■ Short exercise
Output every line of the data below verbatim, changing nothing.

Stored data:
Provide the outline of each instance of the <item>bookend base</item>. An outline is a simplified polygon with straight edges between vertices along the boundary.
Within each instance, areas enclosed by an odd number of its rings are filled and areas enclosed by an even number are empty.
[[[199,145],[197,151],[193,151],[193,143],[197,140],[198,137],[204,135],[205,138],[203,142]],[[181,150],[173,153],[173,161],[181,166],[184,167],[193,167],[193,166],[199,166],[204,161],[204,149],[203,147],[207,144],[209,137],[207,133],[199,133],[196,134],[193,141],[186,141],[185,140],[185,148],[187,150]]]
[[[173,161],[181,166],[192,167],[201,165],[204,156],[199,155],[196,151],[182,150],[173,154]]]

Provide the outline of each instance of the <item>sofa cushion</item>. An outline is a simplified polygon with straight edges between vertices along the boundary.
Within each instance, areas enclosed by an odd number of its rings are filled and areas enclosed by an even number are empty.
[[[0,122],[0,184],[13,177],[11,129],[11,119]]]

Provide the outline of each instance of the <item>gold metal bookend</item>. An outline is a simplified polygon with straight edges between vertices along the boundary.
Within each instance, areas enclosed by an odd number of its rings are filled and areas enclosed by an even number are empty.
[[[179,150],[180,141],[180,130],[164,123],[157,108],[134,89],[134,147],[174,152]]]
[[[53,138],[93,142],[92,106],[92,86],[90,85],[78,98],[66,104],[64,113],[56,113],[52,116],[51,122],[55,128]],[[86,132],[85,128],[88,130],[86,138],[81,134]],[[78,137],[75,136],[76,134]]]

■ Expected answer
Provide the outline of each instance of the <item>bookend base</item>. An outline is a simplified polygon with straight edges between vertices along the boundary.
Within each instance, areas enclosed by an odd number of its rings are filled and areas enclosed by an even number are empty.
[[[199,145],[197,151],[193,151],[193,143],[197,140],[198,137],[204,135],[205,138],[203,142]],[[181,150],[173,153],[173,161],[181,166],[184,167],[193,167],[193,166],[199,166],[204,161],[204,149],[203,147],[207,144],[209,137],[207,133],[199,133],[196,134],[193,141],[186,141],[185,140],[185,148],[187,150]]]
[[[173,161],[181,166],[192,167],[201,165],[204,156],[199,155],[196,151],[182,150],[173,154]]]

Provide the outline of each instance of the <item>sofa cushion</item>. An outline is a simplified polygon with straight edges between vertices along the boundary.
Within each instance, areas enclosed by an odd number of its rings are filled and areas enclosed by an even number are empty.
[[[0,122],[0,184],[13,177],[11,129],[11,119]]]

Provide the outline of each instance of the <item>gold metal bookend</item>. An outline is a simplified polygon with straight edges between vertices along the boundary.
Within each instance, areas enclosed by an odd number of its rings are filled and areas enclosed by an even number are empty.
[[[179,150],[180,141],[180,130],[164,123],[157,108],[134,89],[134,147],[174,152]]]
[[[53,138],[93,142],[92,106],[92,86],[90,85],[78,98],[66,104],[64,113],[56,113],[52,116],[51,122],[55,128]],[[86,132],[85,128],[88,130],[86,138],[81,134]],[[78,137],[75,136],[76,134]]]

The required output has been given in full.